Collected data entries
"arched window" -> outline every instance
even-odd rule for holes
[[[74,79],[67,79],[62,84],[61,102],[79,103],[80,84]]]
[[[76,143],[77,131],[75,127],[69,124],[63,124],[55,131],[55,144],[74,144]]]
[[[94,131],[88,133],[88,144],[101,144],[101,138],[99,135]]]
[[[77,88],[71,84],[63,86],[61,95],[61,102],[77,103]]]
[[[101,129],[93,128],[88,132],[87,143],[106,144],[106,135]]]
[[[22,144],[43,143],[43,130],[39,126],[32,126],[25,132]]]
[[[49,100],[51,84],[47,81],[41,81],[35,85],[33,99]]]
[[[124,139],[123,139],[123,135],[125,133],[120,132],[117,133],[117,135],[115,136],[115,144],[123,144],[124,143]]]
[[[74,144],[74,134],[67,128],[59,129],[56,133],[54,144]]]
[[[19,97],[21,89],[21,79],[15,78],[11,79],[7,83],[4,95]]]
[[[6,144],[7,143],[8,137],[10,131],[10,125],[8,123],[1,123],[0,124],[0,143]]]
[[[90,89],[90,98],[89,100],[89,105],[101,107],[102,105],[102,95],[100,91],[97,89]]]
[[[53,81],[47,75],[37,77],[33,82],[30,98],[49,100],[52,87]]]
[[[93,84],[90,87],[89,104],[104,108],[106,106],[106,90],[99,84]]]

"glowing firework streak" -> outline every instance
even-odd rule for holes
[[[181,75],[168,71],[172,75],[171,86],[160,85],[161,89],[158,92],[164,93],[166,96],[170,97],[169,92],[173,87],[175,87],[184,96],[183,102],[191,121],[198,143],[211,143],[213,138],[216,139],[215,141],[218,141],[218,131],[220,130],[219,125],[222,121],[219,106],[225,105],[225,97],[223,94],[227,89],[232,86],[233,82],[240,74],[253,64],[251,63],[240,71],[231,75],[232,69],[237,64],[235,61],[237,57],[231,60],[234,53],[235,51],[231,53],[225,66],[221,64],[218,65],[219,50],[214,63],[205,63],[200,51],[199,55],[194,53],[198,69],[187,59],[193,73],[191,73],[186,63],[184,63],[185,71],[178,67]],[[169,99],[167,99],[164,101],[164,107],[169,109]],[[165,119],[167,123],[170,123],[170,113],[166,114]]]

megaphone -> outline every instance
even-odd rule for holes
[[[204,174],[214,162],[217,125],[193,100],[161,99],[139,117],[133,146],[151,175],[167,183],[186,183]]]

Task directions>
Your task is to retype all of the records exactly.

Written response>
"arched window" -> outline every instance
even-odd rule for holes
[[[74,79],[67,79],[62,84],[61,102],[79,103],[80,84]]]
[[[76,143],[77,131],[75,127],[69,124],[63,124],[55,131],[55,144],[74,144]]]
[[[94,131],[88,133],[88,144],[101,144],[101,138],[99,135]]]
[[[77,88],[71,84],[63,86],[61,95],[61,102],[77,103]]]
[[[101,129],[93,128],[88,132],[87,143],[106,144],[106,135]]]
[[[22,144],[43,143],[43,130],[39,126],[32,126],[25,132]]]
[[[49,100],[51,84],[47,81],[41,81],[35,85],[33,99]]]
[[[124,139],[123,139],[123,135],[125,133],[120,132],[117,133],[117,135],[115,136],[115,144],[123,144],[124,143]]]
[[[74,144],[74,134],[67,128],[59,129],[56,133],[54,144]]]
[[[19,97],[21,89],[21,79],[15,78],[11,79],[7,83],[4,95]]]
[[[6,144],[7,143],[8,137],[10,131],[10,125],[8,123],[1,123],[0,124],[0,143]]]
[[[90,89],[90,98],[89,100],[89,105],[101,107],[102,105],[102,95],[100,91],[97,89]]]
[[[53,81],[47,75],[37,77],[33,82],[30,98],[49,100],[52,87]]]
[[[93,84],[90,87],[89,104],[104,108],[106,106],[106,90],[99,84]]]

"glowing firework streak" -> outline every instance
even-odd rule for holes
[[[181,75],[168,71],[172,75],[171,86],[160,85],[161,89],[158,92],[164,93],[166,96],[170,97],[169,92],[173,87],[175,87],[184,96],[183,102],[191,121],[198,143],[211,143],[213,138],[216,139],[215,141],[218,141],[218,131],[220,130],[219,125],[222,121],[219,106],[225,105],[225,97],[223,94],[227,89],[232,86],[233,82],[240,74],[253,64],[251,63],[240,71],[231,75],[232,69],[237,64],[235,61],[237,57],[231,60],[234,53],[235,51],[231,53],[225,66],[221,64],[218,65],[219,50],[214,63],[205,63],[200,51],[199,55],[194,53],[198,69],[187,59],[193,73],[191,73],[186,63],[184,63],[185,71],[178,67]],[[169,99],[167,99],[164,101],[164,107],[169,109]],[[165,119],[167,123],[170,123],[170,113],[166,114]]]

megaphone -> outline every instance
even-odd rule for holes
[[[204,174],[214,162],[217,125],[193,100],[161,99],[139,117],[133,146],[151,175],[167,183],[186,183]]]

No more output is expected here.